* [EXERCISE DIRECTIONS]: Copy the rows from the one containing "Teacher note: locate the man in red" through the end of the rows, both ends included, substituting "red hat" for "red cap" and changing nothing else.
==== SUPPLIED RECORDS ====
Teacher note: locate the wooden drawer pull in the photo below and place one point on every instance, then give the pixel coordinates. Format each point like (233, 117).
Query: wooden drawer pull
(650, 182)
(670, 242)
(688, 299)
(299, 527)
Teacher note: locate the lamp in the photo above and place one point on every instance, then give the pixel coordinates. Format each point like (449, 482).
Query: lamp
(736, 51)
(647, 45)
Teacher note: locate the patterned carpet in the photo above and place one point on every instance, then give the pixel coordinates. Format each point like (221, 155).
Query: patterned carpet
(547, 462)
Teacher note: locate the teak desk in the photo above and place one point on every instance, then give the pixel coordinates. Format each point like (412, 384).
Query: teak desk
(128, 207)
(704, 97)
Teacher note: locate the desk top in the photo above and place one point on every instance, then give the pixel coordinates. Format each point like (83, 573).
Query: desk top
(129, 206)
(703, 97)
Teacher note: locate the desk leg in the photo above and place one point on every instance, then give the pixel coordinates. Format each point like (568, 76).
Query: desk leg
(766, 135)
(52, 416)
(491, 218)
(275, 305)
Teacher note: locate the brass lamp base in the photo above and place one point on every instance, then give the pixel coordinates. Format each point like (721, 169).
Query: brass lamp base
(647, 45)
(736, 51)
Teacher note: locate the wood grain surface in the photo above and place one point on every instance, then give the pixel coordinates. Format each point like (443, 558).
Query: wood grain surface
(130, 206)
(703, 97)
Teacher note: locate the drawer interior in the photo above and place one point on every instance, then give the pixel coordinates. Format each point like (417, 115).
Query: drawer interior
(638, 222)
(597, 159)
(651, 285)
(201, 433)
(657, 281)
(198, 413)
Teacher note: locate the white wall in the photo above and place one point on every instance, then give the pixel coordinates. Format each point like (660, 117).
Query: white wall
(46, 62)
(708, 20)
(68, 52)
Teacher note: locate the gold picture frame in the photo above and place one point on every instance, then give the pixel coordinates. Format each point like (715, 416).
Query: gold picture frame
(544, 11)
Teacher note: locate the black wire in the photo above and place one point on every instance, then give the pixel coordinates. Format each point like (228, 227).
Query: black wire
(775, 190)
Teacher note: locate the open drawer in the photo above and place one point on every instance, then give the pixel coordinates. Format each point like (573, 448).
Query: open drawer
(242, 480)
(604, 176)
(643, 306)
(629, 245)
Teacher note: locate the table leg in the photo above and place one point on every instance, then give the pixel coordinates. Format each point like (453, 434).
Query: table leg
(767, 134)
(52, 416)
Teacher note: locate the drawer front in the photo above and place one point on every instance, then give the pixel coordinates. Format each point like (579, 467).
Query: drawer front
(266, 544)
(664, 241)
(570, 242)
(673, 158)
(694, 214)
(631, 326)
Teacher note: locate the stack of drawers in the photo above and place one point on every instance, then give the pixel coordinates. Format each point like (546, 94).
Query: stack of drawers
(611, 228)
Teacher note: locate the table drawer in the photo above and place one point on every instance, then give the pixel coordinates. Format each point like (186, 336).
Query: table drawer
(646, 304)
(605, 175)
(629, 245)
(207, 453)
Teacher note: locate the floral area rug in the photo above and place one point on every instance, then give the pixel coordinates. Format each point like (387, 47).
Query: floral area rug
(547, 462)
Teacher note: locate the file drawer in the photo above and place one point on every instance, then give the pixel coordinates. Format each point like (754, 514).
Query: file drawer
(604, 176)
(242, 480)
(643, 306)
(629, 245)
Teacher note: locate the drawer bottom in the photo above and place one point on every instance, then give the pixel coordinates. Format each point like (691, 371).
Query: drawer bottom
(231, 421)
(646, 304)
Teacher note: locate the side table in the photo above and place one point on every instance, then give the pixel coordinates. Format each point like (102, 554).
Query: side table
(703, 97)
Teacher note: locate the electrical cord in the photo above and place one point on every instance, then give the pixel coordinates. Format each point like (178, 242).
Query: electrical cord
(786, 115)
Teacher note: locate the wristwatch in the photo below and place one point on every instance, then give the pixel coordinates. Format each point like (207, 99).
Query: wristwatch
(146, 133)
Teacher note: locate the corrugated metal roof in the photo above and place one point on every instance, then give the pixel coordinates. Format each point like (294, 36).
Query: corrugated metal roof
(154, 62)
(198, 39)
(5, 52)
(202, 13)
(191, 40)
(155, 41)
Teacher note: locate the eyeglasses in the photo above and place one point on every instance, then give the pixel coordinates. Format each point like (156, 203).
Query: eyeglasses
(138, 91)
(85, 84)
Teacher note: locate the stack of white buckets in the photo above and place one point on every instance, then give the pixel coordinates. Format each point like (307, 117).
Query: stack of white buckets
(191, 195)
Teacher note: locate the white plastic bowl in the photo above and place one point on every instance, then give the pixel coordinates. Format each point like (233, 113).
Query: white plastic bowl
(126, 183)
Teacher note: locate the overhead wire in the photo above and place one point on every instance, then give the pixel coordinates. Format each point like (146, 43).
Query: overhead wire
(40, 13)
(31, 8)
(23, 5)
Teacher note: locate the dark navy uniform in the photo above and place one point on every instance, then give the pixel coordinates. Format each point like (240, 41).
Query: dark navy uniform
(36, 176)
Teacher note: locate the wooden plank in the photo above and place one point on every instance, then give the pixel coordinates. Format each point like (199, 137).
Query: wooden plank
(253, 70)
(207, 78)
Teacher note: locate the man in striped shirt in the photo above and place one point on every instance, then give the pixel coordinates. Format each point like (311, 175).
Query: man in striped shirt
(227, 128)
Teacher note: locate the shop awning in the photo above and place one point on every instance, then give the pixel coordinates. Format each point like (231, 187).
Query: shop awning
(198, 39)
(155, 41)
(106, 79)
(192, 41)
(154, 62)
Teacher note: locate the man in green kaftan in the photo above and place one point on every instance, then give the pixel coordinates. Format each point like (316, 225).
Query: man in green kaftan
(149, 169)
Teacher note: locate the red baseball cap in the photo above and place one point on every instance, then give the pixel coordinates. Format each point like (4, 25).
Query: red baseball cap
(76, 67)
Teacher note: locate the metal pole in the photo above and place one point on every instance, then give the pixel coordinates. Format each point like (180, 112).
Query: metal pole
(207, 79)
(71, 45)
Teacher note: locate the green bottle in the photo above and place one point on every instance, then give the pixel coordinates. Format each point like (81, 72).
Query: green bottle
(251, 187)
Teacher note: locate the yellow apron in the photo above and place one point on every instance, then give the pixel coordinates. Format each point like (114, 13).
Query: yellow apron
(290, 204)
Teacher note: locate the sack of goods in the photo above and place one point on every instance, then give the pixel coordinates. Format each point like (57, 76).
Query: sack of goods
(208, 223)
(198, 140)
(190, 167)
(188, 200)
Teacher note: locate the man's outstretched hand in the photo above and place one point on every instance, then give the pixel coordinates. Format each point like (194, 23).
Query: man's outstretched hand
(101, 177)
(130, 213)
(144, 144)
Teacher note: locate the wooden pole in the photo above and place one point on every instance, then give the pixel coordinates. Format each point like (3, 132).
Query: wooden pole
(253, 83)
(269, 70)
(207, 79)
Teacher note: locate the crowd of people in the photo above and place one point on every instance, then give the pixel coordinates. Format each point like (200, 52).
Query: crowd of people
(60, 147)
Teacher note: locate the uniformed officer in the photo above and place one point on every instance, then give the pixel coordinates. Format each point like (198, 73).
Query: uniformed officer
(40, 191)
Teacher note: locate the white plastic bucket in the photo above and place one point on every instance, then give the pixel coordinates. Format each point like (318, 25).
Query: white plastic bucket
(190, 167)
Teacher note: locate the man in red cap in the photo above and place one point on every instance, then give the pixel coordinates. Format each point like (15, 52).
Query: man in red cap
====
* [SOLUTION]:
Teacher note: locate the man in red hat in the photo above and place one point on every instance, then give the pixel coordinates. Format each point like (15, 52).
Query: man in red hat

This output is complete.